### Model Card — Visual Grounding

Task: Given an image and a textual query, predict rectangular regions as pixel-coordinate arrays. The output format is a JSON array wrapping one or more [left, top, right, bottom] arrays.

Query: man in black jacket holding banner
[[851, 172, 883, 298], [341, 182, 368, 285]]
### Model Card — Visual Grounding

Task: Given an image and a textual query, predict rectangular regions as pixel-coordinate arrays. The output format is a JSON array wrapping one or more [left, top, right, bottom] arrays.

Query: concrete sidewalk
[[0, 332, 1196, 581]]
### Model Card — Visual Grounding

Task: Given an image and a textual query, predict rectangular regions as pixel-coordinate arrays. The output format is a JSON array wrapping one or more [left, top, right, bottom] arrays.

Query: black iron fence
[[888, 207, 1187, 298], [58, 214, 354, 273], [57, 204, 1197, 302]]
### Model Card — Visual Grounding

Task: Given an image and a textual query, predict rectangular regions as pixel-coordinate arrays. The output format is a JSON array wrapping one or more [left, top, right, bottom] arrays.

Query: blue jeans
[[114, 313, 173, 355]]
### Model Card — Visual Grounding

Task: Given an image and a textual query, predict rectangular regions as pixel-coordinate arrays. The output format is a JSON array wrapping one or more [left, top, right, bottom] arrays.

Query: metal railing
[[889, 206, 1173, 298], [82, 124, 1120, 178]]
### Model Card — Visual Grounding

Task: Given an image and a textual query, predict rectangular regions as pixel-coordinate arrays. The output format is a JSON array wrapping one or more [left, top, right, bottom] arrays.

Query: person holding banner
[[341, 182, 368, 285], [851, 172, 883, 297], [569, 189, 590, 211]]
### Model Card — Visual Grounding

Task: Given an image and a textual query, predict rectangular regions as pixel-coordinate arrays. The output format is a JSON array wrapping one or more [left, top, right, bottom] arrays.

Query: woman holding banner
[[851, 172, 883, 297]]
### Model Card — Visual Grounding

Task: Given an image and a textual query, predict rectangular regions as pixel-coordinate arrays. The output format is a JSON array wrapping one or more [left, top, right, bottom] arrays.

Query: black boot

********************

[WORK TO BE COMPLETED]:
Please copy each entry. Leave nothing out.

[RESULT]:
### Model Card — Visual Grounding

Task: Given an image and a textual query, predict rectangular regions as pixel-coordinate arrays. The output format is a JSON array wrapping one or more [left, top, right, bottom] arrays.

Query: man in black jacket holding banner
[[851, 172, 883, 298], [341, 182, 368, 285]]
### Model Card — Visual Grounding

Task: Given an image and a textual query, predict rectangular regions as pixel-coordinate arrays. The output format is a JSON array wrapping one or more [left, top, right, bottom] arrays.

Query: concrete sidewalk
[[0, 332, 1196, 581]]
### Model Card — Visual Grounding

Task: Given an image and a textual query, predict rectangular regions as pixel-coordinate arrays. The output format is a JSON array wrapping one or more [left, top, right, bottom] arrays.

Query: black iron fence
[[888, 207, 1187, 298], [58, 214, 354, 273], [57, 204, 1197, 302]]
### Model Card — Visual Grounding

Task: Given an image and a textual query, predict rectangular regions as pixel-coordinate arrays. The output format is a JSON array wrapping one or more [left, top, right, bottom] arrays.

Query: blue jeans
[[114, 313, 173, 355]]
### Model Card — Visual Grounding

Task: Given an image and a textual query, predict rectangular regions as pixel-coordinate arrays. The output format is a JSON array wrapping one or more [left, top, right, bottom] arrays.

Query: metal railing
[[889, 206, 1173, 298], [82, 124, 1120, 178]]
### Model Card — Visual Grounding

Task: Given an image and a textual query, predict rectangular regions as pixel-coordinate arrays. The output format is a JSON array wrapping one or more [left, top, right, bottom] arrays.

Query: person holding banner
[[341, 182, 368, 285], [851, 172, 883, 297], [569, 189, 590, 211]]
### Model Card — Visual Grounding

Task: Given an image and a textual query, predict rectangular regions as pixel-coordinate arrays. The output format is a JSON array wrapping one or more [left, top, right, bottom] arrays.

Query: woman holding banner
[[851, 172, 883, 297]]
### Model Card — Visual Grounding

Task: Given an image and a textual query, predict rectangular regions as pixel-coordinate arrays. The output format is a JSON array wrapping one or more [left, top, right, bottom] arrays.

Query: black boot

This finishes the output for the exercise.